Report every line below that contains the word "metal", copying each such line in full.
/---
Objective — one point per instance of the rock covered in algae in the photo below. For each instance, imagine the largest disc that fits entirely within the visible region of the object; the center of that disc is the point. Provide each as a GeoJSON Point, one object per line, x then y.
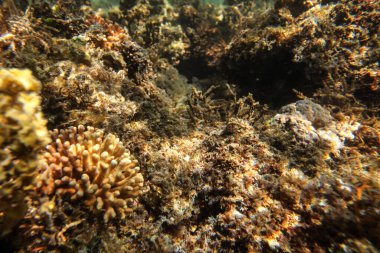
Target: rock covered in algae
{"type": "Point", "coordinates": [22, 132]}
{"type": "Point", "coordinates": [93, 168]}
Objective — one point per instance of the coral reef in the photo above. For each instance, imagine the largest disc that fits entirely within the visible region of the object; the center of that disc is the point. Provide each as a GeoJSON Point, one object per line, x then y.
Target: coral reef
{"type": "Point", "coordinates": [22, 132]}
{"type": "Point", "coordinates": [315, 46]}
{"type": "Point", "coordinates": [255, 125]}
{"type": "Point", "coordinates": [89, 167]}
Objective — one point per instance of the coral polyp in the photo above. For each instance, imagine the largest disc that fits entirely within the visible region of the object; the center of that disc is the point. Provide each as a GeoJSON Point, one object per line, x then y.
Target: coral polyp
{"type": "Point", "coordinates": [92, 168]}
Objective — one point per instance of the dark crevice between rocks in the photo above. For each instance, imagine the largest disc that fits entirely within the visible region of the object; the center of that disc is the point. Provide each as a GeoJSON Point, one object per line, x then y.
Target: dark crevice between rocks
{"type": "Point", "coordinates": [272, 78]}
{"type": "Point", "coordinates": [195, 67]}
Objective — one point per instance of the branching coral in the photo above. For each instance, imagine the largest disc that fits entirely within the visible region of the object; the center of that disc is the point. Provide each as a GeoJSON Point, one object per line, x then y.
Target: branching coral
{"type": "Point", "coordinates": [91, 168]}
{"type": "Point", "coordinates": [22, 132]}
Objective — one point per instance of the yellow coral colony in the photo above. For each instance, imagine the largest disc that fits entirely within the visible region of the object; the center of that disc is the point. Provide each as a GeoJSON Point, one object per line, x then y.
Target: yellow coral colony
{"type": "Point", "coordinates": [22, 133]}
{"type": "Point", "coordinates": [87, 167]}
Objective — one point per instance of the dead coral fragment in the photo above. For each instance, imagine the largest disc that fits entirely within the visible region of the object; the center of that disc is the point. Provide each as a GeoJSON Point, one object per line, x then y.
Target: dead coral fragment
{"type": "Point", "coordinates": [92, 168]}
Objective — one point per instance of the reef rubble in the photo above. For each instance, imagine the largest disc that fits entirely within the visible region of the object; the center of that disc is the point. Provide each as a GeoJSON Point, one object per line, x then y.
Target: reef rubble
{"type": "Point", "coordinates": [247, 126]}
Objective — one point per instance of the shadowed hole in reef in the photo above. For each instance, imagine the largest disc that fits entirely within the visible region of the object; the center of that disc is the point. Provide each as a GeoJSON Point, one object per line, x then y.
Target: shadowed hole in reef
{"type": "Point", "coordinates": [195, 67]}
{"type": "Point", "coordinates": [270, 77]}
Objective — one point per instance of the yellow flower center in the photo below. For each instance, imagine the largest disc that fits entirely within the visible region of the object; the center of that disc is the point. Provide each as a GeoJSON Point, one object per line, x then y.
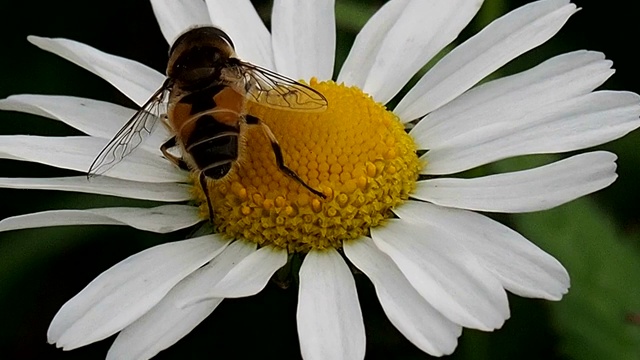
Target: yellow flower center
{"type": "Point", "coordinates": [356, 153]}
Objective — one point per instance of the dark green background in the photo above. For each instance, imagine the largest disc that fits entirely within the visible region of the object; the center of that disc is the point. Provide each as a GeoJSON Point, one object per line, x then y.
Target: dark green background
{"type": "Point", "coordinates": [596, 238]}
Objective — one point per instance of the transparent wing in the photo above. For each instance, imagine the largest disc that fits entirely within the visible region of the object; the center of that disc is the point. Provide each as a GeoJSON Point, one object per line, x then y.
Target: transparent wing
{"type": "Point", "coordinates": [132, 134]}
{"type": "Point", "coordinates": [278, 91]}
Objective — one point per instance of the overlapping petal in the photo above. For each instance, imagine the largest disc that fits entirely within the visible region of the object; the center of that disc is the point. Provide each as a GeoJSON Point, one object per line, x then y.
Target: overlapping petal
{"type": "Point", "coordinates": [407, 32]}
{"type": "Point", "coordinates": [330, 324]}
{"type": "Point", "coordinates": [161, 219]}
{"type": "Point", "coordinates": [522, 191]}
{"type": "Point", "coordinates": [560, 78]}
{"type": "Point", "coordinates": [248, 277]}
{"type": "Point", "coordinates": [78, 152]}
{"type": "Point", "coordinates": [104, 185]}
{"type": "Point", "coordinates": [521, 267]}
{"type": "Point", "coordinates": [128, 290]}
{"type": "Point", "coordinates": [409, 312]}
{"type": "Point", "coordinates": [168, 322]}
{"type": "Point", "coordinates": [304, 38]}
{"type": "Point", "coordinates": [573, 124]}
{"type": "Point", "coordinates": [443, 272]}
{"type": "Point", "coordinates": [135, 80]}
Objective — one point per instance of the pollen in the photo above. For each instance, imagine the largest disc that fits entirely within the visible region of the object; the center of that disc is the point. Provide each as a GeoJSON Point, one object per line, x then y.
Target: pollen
{"type": "Point", "coordinates": [355, 152]}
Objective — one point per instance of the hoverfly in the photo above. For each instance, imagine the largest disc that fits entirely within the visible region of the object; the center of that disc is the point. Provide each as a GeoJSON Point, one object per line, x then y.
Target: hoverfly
{"type": "Point", "coordinates": [206, 91]}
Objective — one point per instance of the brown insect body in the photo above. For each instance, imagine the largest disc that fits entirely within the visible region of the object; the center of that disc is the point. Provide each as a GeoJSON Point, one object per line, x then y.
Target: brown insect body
{"type": "Point", "coordinates": [207, 88]}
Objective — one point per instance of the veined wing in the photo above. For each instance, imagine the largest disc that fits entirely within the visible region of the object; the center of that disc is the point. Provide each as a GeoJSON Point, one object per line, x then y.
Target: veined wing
{"type": "Point", "coordinates": [278, 91]}
{"type": "Point", "coordinates": [132, 134]}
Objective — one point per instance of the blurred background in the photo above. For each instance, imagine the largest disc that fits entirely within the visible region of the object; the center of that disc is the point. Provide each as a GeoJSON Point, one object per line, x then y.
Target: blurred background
{"type": "Point", "coordinates": [596, 238]}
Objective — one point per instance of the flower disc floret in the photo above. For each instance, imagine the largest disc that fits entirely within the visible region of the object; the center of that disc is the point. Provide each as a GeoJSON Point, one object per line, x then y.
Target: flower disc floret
{"type": "Point", "coordinates": [356, 153]}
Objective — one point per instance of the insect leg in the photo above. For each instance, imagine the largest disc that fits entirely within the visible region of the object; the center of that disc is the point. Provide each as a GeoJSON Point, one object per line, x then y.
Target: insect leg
{"type": "Point", "coordinates": [174, 159]}
{"type": "Point", "coordinates": [205, 188]}
{"type": "Point", "coordinates": [277, 151]}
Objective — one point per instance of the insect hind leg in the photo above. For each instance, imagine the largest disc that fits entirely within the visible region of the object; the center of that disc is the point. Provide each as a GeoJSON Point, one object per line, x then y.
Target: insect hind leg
{"type": "Point", "coordinates": [277, 151]}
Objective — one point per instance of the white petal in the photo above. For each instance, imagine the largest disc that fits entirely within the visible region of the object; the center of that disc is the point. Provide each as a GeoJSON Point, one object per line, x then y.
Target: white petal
{"type": "Point", "coordinates": [562, 77]}
{"type": "Point", "coordinates": [500, 42]}
{"type": "Point", "coordinates": [535, 189]}
{"type": "Point", "coordinates": [176, 16]}
{"type": "Point", "coordinates": [330, 324]}
{"type": "Point", "coordinates": [103, 185]}
{"type": "Point", "coordinates": [573, 124]}
{"type": "Point", "coordinates": [161, 219]}
{"type": "Point", "coordinates": [247, 278]}
{"type": "Point", "coordinates": [240, 20]}
{"type": "Point", "coordinates": [400, 39]}
{"type": "Point", "coordinates": [521, 266]}
{"type": "Point", "coordinates": [446, 274]}
{"type": "Point", "coordinates": [135, 80]}
{"type": "Point", "coordinates": [166, 323]}
{"type": "Point", "coordinates": [416, 319]}
{"type": "Point", "coordinates": [92, 117]}
{"type": "Point", "coordinates": [126, 291]}
{"type": "Point", "coordinates": [304, 38]}
{"type": "Point", "coordinates": [78, 152]}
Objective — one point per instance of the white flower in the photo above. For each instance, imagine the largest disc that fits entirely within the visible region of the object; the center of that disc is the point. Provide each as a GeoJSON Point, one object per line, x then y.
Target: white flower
{"type": "Point", "coordinates": [436, 268]}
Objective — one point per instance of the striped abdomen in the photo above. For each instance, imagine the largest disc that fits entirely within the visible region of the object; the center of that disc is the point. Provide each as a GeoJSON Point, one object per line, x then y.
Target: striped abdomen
{"type": "Point", "coordinates": [207, 123]}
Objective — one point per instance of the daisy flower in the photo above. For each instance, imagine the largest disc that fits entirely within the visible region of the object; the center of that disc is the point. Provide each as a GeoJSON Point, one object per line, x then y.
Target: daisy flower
{"type": "Point", "coordinates": [395, 209]}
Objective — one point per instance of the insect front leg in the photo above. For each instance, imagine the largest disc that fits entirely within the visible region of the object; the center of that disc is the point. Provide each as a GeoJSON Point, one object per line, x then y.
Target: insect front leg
{"type": "Point", "coordinates": [277, 151]}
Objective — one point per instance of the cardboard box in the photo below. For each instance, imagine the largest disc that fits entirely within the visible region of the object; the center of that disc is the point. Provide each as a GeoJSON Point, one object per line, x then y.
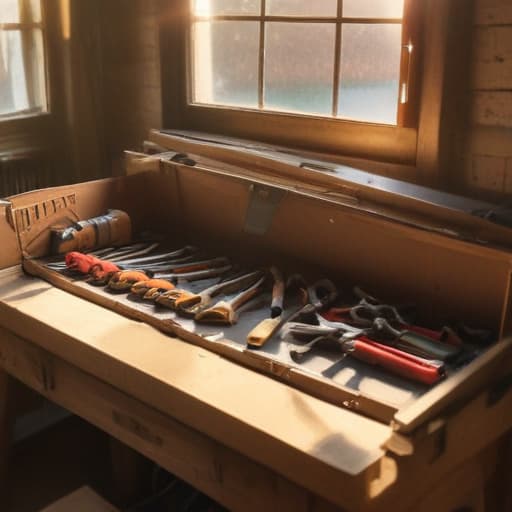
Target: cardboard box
{"type": "Point", "coordinates": [212, 204]}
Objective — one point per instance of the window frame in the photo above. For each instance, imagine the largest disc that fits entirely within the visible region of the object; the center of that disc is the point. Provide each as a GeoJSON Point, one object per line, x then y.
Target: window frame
{"type": "Point", "coordinates": [25, 27]}
{"type": "Point", "coordinates": [412, 149]}
{"type": "Point", "coordinates": [33, 130]}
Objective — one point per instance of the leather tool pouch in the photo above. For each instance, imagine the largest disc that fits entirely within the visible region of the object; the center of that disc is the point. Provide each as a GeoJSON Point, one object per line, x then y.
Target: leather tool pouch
{"type": "Point", "coordinates": [113, 228]}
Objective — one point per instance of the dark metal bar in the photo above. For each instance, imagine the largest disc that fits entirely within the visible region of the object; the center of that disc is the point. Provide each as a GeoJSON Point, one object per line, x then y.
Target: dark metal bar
{"type": "Point", "coordinates": [261, 58]}
{"type": "Point", "coordinates": [300, 19]}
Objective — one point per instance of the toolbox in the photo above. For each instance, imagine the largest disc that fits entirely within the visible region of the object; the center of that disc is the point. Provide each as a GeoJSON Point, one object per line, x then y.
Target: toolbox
{"type": "Point", "coordinates": [267, 207]}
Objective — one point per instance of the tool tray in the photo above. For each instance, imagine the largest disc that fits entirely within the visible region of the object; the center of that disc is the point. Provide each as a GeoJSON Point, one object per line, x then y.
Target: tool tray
{"type": "Point", "coordinates": [257, 219]}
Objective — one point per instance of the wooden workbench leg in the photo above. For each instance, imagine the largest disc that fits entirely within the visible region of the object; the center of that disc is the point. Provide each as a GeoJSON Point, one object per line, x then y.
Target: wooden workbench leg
{"type": "Point", "coordinates": [127, 473]}
{"type": "Point", "coordinates": [6, 424]}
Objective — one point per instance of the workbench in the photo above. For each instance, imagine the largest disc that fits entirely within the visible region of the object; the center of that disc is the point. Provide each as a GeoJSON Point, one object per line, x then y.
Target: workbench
{"type": "Point", "coordinates": [248, 441]}
{"type": "Point", "coordinates": [251, 431]}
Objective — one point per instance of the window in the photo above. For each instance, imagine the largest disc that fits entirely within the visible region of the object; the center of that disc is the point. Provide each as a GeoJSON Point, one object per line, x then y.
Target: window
{"type": "Point", "coordinates": [329, 58]}
{"type": "Point", "coordinates": [400, 138]}
{"type": "Point", "coordinates": [22, 58]}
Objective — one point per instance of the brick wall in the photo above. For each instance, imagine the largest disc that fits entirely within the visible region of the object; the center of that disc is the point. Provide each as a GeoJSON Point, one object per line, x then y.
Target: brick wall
{"type": "Point", "coordinates": [131, 73]}
{"type": "Point", "coordinates": [487, 158]}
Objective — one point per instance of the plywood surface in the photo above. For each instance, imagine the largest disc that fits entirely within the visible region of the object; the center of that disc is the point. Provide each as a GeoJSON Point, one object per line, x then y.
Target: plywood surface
{"type": "Point", "coordinates": [299, 436]}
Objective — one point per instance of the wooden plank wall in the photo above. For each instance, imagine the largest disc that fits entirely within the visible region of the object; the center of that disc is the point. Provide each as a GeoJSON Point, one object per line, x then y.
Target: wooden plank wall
{"type": "Point", "coordinates": [487, 158]}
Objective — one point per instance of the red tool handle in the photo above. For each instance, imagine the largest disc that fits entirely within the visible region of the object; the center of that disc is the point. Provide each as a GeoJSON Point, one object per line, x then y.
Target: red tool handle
{"type": "Point", "coordinates": [396, 362]}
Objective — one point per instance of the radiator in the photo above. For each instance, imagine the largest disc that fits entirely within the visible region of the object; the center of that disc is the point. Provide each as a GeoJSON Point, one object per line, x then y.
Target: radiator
{"type": "Point", "coordinates": [23, 171]}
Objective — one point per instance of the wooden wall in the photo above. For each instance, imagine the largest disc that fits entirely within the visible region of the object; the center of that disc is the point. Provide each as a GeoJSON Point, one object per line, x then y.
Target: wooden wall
{"type": "Point", "coordinates": [486, 159]}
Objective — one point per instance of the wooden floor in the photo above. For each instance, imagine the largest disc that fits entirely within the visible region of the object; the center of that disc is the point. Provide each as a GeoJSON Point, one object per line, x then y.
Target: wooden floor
{"type": "Point", "coordinates": [57, 461]}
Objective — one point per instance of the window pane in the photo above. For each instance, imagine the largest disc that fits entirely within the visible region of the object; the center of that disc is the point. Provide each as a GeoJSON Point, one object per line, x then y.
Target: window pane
{"type": "Point", "coordinates": [373, 8]}
{"type": "Point", "coordinates": [301, 8]}
{"type": "Point", "coordinates": [370, 72]}
{"type": "Point", "coordinates": [299, 67]}
{"type": "Point", "coordinates": [10, 11]}
{"type": "Point", "coordinates": [226, 55]}
{"type": "Point", "coordinates": [22, 81]}
{"type": "Point", "coordinates": [225, 7]}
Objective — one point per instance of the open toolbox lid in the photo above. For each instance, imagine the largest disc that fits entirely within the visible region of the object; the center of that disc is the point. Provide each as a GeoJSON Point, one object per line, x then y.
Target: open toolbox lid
{"type": "Point", "coordinates": [468, 280]}
{"type": "Point", "coordinates": [420, 206]}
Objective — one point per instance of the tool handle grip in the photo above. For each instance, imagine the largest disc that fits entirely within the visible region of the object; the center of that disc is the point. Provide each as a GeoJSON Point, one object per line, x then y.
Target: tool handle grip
{"type": "Point", "coordinates": [391, 361]}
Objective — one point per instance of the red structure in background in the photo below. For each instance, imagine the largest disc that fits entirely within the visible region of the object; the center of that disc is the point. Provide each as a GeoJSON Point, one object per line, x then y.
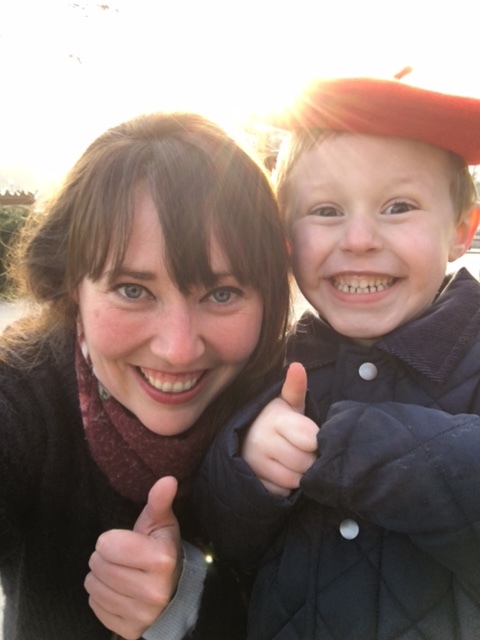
\---
## REPLY TO THE EXERCISE
Objective — one point per instance of the dark metal bar in the photo above. For each instance, imagine the largest disc that fits entirely within the visible region of the object; the center of that disc is the point. Provide each as a GeoJSON Point, one object per line, x then y.
Target: dark metal bar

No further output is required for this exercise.